# RECORD EXCERPTS
"""
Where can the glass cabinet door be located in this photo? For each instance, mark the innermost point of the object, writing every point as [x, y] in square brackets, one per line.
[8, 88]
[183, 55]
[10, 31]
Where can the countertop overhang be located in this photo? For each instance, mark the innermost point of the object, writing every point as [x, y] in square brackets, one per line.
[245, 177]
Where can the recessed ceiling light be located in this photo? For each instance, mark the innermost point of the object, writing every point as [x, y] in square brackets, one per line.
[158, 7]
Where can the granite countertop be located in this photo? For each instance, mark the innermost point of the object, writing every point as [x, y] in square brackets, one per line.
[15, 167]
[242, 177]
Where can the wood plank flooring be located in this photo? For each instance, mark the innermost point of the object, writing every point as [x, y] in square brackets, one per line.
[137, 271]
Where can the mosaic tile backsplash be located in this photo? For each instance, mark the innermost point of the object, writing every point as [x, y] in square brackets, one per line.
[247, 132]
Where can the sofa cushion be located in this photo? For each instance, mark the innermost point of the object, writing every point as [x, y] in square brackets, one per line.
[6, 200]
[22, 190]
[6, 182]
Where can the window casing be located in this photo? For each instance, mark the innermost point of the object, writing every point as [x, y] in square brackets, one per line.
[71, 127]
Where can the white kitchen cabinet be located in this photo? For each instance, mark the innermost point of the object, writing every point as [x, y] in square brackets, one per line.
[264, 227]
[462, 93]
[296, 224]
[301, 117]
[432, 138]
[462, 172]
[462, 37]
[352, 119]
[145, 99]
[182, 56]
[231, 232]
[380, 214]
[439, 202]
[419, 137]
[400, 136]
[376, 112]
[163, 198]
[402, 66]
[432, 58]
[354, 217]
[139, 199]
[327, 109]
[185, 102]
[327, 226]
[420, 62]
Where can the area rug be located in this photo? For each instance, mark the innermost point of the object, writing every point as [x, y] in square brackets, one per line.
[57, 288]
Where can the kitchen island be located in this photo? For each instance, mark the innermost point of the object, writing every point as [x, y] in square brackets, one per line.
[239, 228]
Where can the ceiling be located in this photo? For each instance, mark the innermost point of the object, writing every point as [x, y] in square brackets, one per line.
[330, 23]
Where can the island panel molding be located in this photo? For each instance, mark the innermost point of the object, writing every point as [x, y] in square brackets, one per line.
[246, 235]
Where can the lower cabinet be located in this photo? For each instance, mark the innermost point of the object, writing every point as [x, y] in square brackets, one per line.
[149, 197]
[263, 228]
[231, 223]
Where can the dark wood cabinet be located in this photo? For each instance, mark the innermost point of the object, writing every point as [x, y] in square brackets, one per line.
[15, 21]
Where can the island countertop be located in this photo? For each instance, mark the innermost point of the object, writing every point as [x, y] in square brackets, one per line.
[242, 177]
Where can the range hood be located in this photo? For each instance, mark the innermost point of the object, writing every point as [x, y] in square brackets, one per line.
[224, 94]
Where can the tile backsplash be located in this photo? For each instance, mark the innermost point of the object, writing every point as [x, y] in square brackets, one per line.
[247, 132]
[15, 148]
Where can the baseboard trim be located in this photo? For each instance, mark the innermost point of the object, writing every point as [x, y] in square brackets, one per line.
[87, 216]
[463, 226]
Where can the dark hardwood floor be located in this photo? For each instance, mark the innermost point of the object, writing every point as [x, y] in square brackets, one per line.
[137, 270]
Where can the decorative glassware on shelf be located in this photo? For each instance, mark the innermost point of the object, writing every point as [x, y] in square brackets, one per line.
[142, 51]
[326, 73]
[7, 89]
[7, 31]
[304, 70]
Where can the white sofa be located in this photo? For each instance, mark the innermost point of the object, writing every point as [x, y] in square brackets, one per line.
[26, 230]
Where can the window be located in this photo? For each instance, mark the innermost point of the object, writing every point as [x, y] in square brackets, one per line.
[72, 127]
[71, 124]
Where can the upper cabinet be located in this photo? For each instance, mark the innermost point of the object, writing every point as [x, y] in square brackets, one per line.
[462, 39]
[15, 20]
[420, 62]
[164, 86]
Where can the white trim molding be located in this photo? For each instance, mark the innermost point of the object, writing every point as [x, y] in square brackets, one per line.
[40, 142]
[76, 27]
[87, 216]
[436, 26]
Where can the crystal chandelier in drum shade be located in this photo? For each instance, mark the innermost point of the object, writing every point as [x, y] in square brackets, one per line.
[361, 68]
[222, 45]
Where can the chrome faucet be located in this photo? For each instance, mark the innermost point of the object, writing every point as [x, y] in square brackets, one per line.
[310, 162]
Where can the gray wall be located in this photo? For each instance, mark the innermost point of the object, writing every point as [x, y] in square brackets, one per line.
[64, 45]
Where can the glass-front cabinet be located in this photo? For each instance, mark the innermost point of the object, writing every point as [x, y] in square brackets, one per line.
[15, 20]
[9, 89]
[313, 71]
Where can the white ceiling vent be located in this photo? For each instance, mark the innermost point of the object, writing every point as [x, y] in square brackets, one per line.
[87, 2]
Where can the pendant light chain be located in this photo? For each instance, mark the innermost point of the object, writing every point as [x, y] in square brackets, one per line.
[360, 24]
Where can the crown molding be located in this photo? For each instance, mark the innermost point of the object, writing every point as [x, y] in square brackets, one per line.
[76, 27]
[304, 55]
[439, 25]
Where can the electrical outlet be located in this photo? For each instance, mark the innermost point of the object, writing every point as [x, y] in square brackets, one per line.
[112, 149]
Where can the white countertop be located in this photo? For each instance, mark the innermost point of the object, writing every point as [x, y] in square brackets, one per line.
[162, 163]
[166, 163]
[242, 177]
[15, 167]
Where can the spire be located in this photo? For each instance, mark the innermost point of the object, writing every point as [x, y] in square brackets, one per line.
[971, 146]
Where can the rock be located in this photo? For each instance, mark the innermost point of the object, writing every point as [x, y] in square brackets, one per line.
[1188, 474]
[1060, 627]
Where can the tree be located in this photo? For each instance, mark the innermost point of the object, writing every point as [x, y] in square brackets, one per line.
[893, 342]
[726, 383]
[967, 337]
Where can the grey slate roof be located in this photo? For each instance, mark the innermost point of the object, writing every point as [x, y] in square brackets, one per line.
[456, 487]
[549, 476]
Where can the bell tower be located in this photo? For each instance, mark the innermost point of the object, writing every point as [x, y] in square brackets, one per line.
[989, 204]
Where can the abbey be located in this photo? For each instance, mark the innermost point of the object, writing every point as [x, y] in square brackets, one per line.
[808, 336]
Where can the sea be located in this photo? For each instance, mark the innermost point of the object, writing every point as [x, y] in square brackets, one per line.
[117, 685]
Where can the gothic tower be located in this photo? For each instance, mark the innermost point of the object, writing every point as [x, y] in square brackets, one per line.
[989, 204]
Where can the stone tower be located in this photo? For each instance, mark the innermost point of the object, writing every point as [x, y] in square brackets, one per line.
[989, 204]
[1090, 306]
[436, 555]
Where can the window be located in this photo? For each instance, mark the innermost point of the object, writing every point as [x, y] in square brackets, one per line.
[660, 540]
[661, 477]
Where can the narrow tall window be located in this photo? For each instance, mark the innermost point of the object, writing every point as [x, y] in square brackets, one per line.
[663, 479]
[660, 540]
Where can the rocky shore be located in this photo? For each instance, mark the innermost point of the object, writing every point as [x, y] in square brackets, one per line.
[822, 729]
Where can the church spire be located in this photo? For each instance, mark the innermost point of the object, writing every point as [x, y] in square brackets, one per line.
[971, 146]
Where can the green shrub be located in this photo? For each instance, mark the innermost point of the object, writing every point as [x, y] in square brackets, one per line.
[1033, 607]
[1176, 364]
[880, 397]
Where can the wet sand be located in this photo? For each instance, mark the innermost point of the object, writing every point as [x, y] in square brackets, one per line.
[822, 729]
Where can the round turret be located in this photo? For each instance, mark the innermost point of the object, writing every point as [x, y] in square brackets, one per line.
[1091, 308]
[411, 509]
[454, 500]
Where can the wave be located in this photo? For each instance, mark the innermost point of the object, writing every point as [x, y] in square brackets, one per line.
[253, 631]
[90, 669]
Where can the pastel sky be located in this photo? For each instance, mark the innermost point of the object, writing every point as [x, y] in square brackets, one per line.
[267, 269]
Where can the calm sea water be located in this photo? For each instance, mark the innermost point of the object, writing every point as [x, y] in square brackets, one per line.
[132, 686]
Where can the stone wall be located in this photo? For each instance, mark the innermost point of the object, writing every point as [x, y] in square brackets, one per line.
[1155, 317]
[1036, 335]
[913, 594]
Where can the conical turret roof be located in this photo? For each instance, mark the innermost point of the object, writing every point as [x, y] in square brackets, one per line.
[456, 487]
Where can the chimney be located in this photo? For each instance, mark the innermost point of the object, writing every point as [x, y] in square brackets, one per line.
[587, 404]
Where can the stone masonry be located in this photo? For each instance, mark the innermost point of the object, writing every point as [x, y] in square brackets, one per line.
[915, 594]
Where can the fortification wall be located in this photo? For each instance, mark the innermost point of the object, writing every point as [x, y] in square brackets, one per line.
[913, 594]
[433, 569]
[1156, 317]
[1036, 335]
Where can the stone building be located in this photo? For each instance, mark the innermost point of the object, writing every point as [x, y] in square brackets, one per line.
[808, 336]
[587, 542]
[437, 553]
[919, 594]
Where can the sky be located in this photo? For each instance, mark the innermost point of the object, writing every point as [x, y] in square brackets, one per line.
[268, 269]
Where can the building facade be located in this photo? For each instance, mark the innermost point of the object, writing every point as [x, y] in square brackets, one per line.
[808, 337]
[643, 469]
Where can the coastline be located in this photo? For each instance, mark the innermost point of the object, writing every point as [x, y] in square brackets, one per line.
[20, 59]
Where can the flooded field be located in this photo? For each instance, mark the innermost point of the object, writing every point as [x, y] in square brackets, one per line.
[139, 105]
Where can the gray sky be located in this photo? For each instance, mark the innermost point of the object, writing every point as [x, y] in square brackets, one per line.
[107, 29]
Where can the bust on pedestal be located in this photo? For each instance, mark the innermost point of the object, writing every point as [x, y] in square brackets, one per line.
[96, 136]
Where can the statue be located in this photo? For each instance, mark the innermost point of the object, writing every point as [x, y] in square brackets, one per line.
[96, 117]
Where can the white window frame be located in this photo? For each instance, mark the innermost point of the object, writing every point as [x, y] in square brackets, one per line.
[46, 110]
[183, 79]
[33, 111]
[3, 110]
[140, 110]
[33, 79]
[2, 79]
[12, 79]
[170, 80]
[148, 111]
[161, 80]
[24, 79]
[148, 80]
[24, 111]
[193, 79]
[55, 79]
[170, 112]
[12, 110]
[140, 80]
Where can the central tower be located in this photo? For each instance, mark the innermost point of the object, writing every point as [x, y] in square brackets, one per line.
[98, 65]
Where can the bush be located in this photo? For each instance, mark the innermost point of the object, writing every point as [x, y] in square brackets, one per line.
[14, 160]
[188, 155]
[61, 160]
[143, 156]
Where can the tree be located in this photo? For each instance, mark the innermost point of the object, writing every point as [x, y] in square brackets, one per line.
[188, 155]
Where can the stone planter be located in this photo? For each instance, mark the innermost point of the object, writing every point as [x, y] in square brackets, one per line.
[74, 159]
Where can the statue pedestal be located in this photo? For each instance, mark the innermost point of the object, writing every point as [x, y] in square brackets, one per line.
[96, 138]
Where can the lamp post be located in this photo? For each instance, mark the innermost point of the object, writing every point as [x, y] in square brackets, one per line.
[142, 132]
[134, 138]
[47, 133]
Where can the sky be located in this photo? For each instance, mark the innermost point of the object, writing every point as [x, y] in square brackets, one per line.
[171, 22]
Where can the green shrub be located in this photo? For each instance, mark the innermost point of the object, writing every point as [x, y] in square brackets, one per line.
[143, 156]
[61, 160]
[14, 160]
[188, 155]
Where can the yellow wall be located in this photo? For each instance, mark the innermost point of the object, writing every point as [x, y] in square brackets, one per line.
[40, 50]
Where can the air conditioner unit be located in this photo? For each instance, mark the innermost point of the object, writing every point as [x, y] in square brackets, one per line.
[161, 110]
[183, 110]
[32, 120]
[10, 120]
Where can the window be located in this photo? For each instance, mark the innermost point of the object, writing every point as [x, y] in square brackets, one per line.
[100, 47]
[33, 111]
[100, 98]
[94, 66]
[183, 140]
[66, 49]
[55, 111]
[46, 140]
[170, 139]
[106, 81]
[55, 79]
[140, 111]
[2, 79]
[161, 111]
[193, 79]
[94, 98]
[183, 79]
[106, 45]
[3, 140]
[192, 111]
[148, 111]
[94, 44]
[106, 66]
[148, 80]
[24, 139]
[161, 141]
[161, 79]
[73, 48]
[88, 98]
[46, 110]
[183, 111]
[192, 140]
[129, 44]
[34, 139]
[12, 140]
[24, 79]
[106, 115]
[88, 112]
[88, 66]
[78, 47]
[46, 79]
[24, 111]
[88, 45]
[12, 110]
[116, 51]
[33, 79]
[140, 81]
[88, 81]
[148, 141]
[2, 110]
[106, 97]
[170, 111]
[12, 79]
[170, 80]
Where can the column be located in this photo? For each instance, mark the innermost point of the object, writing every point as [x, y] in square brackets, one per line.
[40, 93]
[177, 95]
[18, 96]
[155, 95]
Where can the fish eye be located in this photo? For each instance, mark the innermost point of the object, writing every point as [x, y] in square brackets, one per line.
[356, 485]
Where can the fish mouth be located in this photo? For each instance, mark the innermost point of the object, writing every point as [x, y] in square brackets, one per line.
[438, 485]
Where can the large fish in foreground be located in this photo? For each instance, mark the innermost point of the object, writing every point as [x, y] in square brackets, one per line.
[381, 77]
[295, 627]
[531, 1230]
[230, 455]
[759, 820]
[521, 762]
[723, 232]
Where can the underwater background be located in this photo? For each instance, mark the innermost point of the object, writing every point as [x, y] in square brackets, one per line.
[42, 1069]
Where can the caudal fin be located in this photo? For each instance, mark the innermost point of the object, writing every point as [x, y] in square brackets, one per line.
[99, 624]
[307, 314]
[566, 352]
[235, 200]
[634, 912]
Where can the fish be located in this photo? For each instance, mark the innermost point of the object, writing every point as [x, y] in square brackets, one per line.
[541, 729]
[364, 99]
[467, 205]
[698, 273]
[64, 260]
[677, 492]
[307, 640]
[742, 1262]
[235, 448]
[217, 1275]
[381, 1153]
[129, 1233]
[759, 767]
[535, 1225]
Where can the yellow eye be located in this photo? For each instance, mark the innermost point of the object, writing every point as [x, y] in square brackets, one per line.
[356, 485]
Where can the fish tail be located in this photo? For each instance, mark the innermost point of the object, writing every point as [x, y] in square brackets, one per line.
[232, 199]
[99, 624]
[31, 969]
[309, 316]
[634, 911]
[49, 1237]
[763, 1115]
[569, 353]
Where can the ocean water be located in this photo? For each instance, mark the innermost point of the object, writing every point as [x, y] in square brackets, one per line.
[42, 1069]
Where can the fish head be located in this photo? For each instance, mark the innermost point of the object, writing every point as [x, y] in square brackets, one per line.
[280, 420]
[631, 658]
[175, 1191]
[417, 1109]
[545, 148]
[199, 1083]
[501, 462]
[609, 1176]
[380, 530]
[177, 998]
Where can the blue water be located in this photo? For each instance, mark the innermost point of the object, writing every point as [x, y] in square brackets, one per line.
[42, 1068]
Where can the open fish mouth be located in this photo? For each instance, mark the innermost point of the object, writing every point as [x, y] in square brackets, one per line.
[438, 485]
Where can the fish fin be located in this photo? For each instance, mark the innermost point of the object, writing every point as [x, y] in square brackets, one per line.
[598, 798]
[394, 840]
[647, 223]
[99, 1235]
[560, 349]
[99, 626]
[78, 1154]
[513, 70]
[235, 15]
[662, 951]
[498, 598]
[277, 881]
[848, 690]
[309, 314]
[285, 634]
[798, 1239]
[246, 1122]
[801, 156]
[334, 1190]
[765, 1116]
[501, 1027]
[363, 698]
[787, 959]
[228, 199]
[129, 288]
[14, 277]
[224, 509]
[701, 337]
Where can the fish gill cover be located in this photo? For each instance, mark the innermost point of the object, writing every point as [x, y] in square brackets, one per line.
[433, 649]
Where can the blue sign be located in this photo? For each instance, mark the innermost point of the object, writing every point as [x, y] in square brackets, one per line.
"""
# REQUIREMENT
Starting with the line that contains "Where can the open", output every line through the end of the listing above, unchanged.

# SOLUTION FOR THIS PROBLEM
Where can the open fish mouth be located in this photo? For each instance, mark the innermost point of the object, writing every point as [x, y] in square brackets, one per line.
[438, 485]
Where can the fish fin be located in this photo? For each instance, mark the innermost point of the object, writing every point as [x, y] in square brackets, one per line.
[598, 798]
[394, 840]
[647, 223]
[99, 1235]
[560, 349]
[99, 626]
[78, 1154]
[513, 70]
[235, 15]
[662, 951]
[498, 598]
[277, 881]
[848, 690]
[309, 314]
[285, 634]
[798, 1239]
[246, 1122]
[801, 156]
[334, 1190]
[765, 1116]
[501, 1027]
[363, 698]
[787, 959]
[228, 199]
[129, 288]
[14, 277]
[224, 509]
[701, 337]
Where can the fish gill cover be located in this photo? For each instance, mark the innermost point of the object, writing every point as [x, y] in square brackets, one per line.
[433, 649]
Where can the blue sign be located in this photo? For each instance, mark the innermost point of the object, writing every point as [x, y] in square brackets, one per line.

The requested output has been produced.